• _What you are asked to do_:
Exactly as they appear, copy the lines of the listing from the one containing "the sneakers, placing" through the final line, both included, and nothing else.

• _Material for this task_:
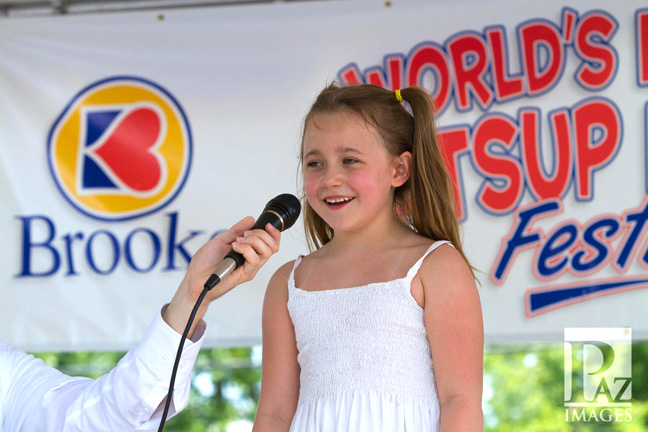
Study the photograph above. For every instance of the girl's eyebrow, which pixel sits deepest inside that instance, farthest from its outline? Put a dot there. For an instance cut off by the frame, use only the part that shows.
(338, 150)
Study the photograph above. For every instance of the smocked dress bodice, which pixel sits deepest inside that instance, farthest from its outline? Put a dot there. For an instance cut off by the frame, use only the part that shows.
(365, 358)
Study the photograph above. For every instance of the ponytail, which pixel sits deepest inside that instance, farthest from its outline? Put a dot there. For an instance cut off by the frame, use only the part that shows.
(426, 200)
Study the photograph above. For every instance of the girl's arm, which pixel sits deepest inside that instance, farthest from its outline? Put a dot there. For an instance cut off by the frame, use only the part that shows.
(453, 320)
(280, 370)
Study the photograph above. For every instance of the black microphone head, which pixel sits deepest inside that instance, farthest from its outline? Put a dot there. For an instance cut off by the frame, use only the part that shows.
(287, 207)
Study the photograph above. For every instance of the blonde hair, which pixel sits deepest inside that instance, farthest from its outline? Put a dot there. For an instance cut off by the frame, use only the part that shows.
(426, 200)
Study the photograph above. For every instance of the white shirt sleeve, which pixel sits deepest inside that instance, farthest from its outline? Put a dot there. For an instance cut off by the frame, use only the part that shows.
(37, 398)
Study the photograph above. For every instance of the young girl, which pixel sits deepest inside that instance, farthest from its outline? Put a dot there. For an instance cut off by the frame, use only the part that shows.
(380, 328)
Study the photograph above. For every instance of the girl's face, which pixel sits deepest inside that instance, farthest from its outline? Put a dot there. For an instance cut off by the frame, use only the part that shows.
(349, 177)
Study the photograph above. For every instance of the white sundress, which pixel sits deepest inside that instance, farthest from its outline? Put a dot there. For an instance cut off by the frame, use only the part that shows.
(365, 358)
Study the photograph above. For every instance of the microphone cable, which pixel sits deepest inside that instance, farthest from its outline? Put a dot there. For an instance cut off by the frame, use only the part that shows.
(179, 355)
(282, 213)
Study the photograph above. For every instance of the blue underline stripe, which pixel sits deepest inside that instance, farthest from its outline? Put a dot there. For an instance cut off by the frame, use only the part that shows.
(541, 300)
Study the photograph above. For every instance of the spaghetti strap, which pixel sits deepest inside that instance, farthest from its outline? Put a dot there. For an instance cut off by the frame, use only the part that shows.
(417, 265)
(291, 279)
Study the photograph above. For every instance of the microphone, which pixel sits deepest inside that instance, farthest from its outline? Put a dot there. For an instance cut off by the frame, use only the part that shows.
(281, 212)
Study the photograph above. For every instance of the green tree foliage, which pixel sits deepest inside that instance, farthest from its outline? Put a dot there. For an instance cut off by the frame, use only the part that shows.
(523, 388)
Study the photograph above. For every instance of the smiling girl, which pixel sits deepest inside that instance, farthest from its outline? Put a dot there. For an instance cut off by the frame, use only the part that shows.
(380, 327)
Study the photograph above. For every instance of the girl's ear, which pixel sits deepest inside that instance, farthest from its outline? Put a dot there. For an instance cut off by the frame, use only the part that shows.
(402, 169)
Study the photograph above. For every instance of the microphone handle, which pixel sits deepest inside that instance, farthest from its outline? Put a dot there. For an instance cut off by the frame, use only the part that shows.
(234, 259)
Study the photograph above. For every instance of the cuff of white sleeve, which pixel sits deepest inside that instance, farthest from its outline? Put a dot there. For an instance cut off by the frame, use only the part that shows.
(158, 349)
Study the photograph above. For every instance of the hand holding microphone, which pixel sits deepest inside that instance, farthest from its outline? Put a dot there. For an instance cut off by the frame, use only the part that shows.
(236, 255)
(242, 258)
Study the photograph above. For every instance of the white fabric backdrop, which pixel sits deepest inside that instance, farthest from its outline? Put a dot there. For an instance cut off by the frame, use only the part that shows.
(244, 78)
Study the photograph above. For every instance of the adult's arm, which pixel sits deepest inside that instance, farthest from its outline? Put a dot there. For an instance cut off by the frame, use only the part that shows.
(35, 397)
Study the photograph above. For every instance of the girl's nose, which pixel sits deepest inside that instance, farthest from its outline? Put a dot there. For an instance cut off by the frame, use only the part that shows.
(332, 177)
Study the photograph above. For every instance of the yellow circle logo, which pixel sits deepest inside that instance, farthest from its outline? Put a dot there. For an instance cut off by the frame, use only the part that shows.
(121, 149)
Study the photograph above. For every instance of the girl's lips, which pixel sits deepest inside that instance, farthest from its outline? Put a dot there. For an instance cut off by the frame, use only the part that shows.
(337, 205)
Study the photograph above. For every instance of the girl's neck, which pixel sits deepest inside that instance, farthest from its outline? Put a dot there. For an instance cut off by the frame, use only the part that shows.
(370, 239)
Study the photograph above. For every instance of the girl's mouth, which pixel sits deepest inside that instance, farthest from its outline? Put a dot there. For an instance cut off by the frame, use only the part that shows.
(338, 203)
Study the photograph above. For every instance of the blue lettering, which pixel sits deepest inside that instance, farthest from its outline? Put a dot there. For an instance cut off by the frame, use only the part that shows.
(115, 252)
(609, 227)
(28, 245)
(556, 245)
(638, 219)
(179, 246)
(156, 250)
(520, 237)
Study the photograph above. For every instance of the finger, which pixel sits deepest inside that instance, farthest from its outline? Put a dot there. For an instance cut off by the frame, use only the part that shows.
(266, 237)
(248, 252)
(258, 242)
(275, 233)
(237, 230)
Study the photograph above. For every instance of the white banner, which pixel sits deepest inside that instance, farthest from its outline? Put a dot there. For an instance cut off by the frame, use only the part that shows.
(128, 139)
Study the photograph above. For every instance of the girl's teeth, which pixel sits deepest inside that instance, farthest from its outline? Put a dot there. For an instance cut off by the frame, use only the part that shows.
(336, 200)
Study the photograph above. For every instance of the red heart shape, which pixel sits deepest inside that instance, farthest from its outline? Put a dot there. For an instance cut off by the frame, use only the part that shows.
(127, 151)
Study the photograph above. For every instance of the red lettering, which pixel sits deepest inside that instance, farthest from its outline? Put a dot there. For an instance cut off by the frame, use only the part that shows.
(534, 38)
(504, 184)
(598, 128)
(544, 186)
(430, 56)
(593, 35)
(641, 31)
(506, 87)
(470, 62)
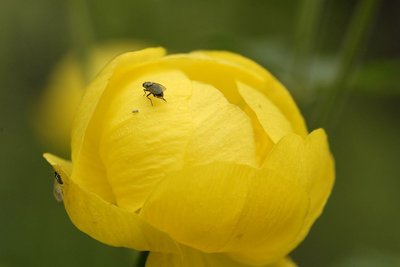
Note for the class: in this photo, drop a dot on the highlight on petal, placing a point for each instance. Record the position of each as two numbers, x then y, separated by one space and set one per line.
270 117
89 172
106 222
138 149
226 207
269 86
306 161
221 130
194 258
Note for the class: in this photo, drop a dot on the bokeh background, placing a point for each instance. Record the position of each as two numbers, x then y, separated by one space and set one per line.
339 58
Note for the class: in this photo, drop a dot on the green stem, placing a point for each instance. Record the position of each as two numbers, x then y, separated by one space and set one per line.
305 40
353 44
81 31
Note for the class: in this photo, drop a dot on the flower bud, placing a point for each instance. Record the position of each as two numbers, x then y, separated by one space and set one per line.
222 173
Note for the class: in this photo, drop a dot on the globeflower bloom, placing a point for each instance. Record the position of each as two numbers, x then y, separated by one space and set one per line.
224 173
55 110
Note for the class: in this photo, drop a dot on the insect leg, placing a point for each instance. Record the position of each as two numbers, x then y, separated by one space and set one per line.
150 98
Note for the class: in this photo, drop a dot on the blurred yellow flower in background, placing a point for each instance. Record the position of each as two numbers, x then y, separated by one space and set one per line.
223 174
55 110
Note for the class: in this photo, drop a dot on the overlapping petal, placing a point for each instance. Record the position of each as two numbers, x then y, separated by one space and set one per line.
104 221
226 207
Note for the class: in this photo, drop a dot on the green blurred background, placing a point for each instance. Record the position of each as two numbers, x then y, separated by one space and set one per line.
339 58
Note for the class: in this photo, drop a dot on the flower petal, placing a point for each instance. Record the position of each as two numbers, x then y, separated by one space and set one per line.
105 222
269 86
194 258
222 131
306 161
138 149
245 210
270 117
88 170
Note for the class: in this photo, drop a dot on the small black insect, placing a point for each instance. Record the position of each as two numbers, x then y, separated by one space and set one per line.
58 178
155 89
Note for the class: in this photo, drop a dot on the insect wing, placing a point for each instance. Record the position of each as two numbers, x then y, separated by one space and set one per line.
158 88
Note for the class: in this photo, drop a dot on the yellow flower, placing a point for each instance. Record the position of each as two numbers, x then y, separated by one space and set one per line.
222 174
55 111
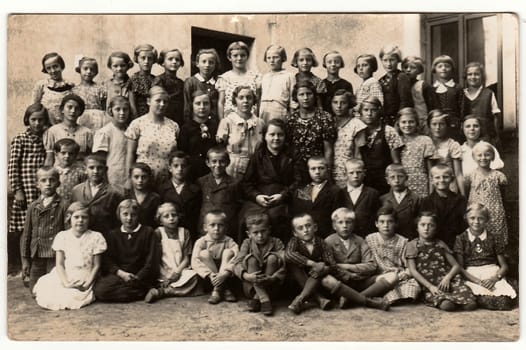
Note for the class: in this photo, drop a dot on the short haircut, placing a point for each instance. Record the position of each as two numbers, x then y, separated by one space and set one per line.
76 98
122 55
165 207
303 84
176 154
48 170
36 108
387 210
256 218
281 51
369 58
342 212
86 60
128 204
237 45
97 157
391 50
294 62
351 99
478 65
144 47
442 167
209 52
336 53
66 142
218 150
437 113
238 89
142 166
76 206
482 146
480 208
164 52
417 61
442 59
395 168
49 55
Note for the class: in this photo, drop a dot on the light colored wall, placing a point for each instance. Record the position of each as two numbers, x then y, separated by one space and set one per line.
31 36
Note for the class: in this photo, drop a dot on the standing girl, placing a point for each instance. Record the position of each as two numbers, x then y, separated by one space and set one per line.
141 178
111 140
276 86
365 66
27 154
153 136
52 90
432 264
447 150
208 63
237 53
172 60
240 130
348 126
333 62
417 152
145 55
471 128
176 278
481 254
378 145
481 101
71 107
304 59
312 131
448 93
92 93
78 258
486 187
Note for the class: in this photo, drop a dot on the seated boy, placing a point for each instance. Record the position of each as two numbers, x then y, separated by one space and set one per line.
71 172
402 200
351 252
185 195
312 266
44 219
361 199
219 190
447 205
130 265
213 255
101 198
260 263
319 198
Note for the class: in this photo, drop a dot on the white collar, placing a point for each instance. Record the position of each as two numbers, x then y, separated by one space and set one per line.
482 236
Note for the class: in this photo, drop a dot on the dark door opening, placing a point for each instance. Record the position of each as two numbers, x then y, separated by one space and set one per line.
206 39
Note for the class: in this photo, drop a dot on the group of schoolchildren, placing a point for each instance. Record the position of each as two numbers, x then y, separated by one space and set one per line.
149 187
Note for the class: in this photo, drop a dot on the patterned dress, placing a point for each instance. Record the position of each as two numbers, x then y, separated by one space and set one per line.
141 83
344 149
485 189
413 157
155 141
430 260
78 252
389 255
27 154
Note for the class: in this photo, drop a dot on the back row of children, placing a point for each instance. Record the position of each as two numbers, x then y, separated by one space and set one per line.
134 261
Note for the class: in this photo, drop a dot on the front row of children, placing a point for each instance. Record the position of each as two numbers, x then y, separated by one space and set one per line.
135 261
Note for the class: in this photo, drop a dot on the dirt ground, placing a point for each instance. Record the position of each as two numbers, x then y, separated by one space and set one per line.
193 319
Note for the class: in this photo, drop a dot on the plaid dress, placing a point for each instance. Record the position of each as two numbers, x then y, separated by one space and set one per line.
389 255
27 155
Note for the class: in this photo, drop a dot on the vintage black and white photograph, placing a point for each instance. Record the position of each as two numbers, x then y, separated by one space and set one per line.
263 177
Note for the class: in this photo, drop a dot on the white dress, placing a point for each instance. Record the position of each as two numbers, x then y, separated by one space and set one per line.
78 252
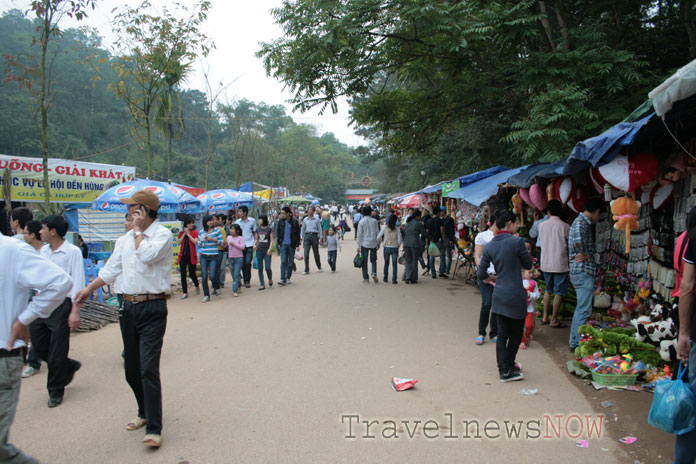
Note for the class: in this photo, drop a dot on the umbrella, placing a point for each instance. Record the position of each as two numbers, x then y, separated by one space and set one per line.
224 200
172 198
411 201
296 199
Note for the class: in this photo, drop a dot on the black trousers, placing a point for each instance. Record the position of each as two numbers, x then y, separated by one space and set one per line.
50 339
185 265
142 328
509 337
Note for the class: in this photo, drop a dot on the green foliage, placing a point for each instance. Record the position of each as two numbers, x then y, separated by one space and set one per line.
469 84
88 123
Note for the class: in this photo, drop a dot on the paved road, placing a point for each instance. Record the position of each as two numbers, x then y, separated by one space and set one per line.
279 375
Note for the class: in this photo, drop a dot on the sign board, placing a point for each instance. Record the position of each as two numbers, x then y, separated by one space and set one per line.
70 181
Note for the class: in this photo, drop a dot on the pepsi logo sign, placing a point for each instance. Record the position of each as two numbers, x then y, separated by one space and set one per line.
124 190
156 190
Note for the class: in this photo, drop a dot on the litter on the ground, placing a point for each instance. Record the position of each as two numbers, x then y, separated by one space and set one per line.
399 384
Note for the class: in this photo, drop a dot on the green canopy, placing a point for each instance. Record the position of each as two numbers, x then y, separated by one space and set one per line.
295 200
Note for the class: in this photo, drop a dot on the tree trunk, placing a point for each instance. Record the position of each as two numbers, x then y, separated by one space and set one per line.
149 150
43 108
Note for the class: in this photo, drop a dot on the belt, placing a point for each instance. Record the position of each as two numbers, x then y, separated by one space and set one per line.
145 297
16 352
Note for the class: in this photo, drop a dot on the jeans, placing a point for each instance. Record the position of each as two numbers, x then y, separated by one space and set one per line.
50 339
261 258
248 256
685 447
411 255
185 265
584 287
142 328
236 269
311 241
393 253
209 269
509 338
287 257
10 382
372 253
431 259
222 264
449 249
485 315
332 259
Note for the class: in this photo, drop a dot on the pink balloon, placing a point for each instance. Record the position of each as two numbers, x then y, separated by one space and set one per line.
524 193
538 196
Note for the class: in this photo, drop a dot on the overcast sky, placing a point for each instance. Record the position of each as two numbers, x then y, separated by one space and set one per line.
237 27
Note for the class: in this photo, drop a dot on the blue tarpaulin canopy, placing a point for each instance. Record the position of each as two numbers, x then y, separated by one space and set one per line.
604 147
476 176
525 178
478 192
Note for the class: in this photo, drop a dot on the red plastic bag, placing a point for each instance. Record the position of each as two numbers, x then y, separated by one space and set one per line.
403 384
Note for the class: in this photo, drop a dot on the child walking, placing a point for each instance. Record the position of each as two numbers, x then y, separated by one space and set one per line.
532 296
236 254
333 245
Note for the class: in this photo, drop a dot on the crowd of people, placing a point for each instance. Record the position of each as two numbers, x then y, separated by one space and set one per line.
44 286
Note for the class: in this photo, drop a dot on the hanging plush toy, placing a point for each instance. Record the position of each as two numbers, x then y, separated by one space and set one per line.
625 211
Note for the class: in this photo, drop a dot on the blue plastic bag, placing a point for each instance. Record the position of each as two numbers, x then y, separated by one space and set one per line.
674 406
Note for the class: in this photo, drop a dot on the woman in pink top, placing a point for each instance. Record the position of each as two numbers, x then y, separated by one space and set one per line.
236 253
680 248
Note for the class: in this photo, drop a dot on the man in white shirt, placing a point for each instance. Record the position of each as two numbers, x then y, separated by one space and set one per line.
486 288
249 234
19 218
24 271
143 257
368 229
50 337
309 235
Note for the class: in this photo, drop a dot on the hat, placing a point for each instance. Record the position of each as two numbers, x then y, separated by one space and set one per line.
143 197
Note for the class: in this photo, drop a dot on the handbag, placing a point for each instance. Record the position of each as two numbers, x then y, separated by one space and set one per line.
433 250
674 407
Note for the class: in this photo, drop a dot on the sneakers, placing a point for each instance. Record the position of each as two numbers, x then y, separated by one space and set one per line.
511 376
29 371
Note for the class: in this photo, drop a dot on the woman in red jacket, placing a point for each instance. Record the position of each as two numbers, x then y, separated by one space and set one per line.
188 239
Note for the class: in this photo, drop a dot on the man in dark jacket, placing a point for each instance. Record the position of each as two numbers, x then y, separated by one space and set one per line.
509 256
288 239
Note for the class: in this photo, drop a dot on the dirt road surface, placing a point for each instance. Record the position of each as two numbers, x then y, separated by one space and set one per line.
293 374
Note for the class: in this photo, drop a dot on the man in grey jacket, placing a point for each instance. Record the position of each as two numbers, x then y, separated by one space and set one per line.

• _Solution_:
Note for the class: in this photo, drop a dot on the sneakers, placing a point for each instance. Record the position of each as two numbers, x then y, separated by one space and set one per line.
511 376
29 371
Note for the class: in this photo, drop a dot on the woman in red jacket, placing a point for each instance. Record the position of each as two numbers, x then y, separated by one space and set one per line.
188 239
Note for the class: in this photo, drop a dot on the man in dark jacket, placing a point for each instance. Record the position of each as two numbers, x then y, separated by one space and set one per line.
509 256
288 239
Note for the class: in this photo, drop a dot on the dirt road surface, placing a point for each instance. Record the position of each as two numbers, x then y, separated by one space and set one per line.
293 374
Note for the class: in this photo, drop a dot on the man in grey jacket, placing a point for each instance. Record the position of each as two numbers, x then y, separated by one space and set one per line.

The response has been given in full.